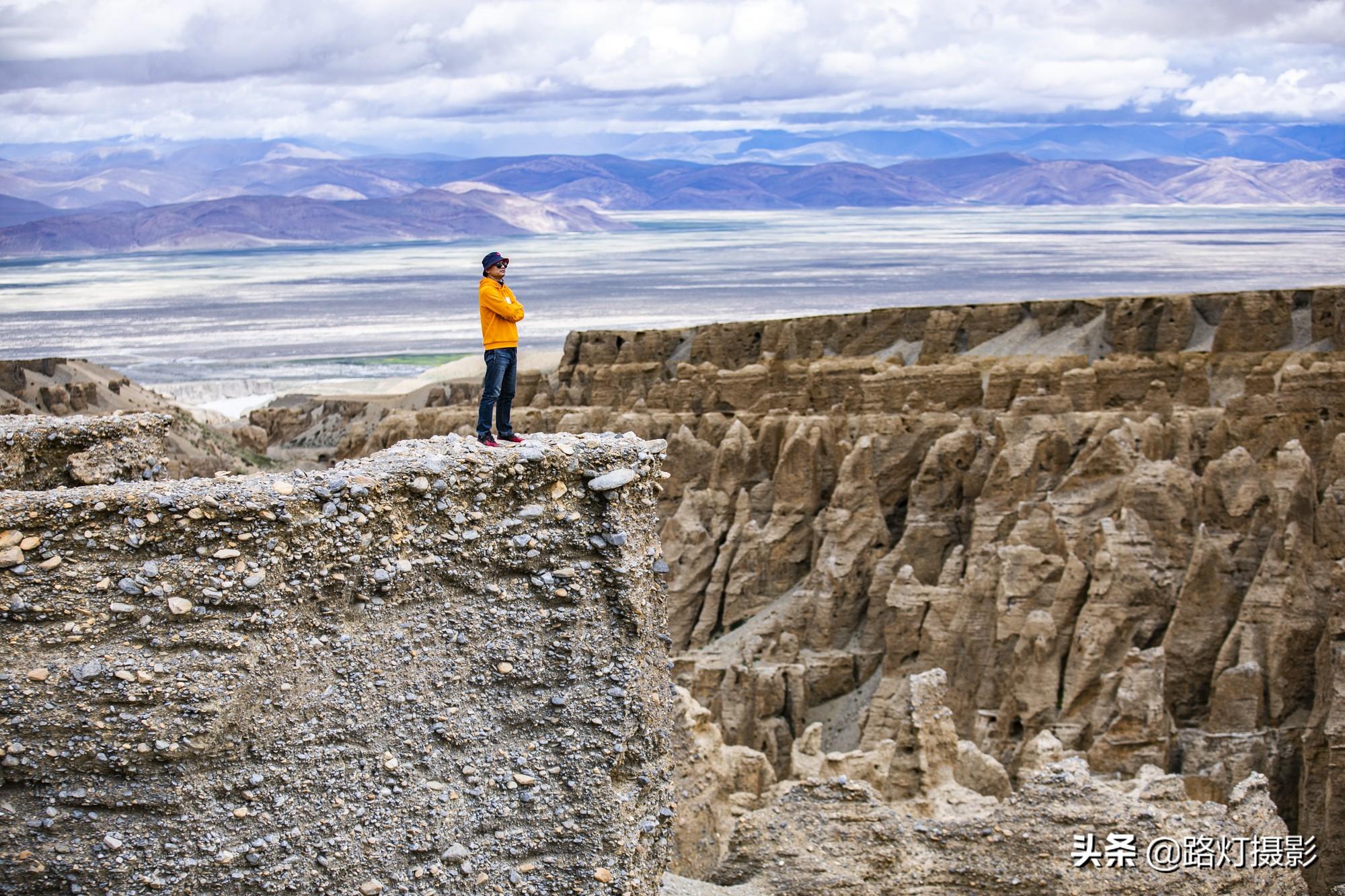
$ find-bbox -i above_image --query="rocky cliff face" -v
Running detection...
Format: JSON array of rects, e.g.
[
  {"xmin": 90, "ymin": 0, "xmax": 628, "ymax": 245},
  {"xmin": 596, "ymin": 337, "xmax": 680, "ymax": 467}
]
[
  {"xmin": 0, "ymin": 413, "xmax": 172, "ymax": 491},
  {"xmin": 0, "ymin": 358, "xmax": 266, "ymax": 479},
  {"xmin": 254, "ymin": 288, "xmax": 1345, "ymax": 888},
  {"xmin": 0, "ymin": 434, "xmax": 674, "ymax": 895}
]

Task objective:
Reproduce all the rows above line for line, requests included, multiplying every bounding-box coordinate in the answers by 2.45 and rounding each result to a whole number with halves rounded up, while leaving the requests and their format samples unchanged. Leave the pictures out.

Written solution:
$ find-bbox -i above_image --query="rocky cliff face" -v
Running detection...
Format: JSON array of rects, e.g.
[
  {"xmin": 90, "ymin": 0, "xmax": 628, "ymax": 245},
  {"xmin": 596, "ymin": 337, "xmax": 680, "ymax": 467}
]
[
  {"xmin": 0, "ymin": 1012, "xmax": 421, "ymax": 1203},
  {"xmin": 0, "ymin": 877, "xmax": 652, "ymax": 1174},
  {"xmin": 622, "ymin": 706, "xmax": 3295, "ymax": 2176},
  {"xmin": 0, "ymin": 1063, "xmax": 1651, "ymax": 2193}
]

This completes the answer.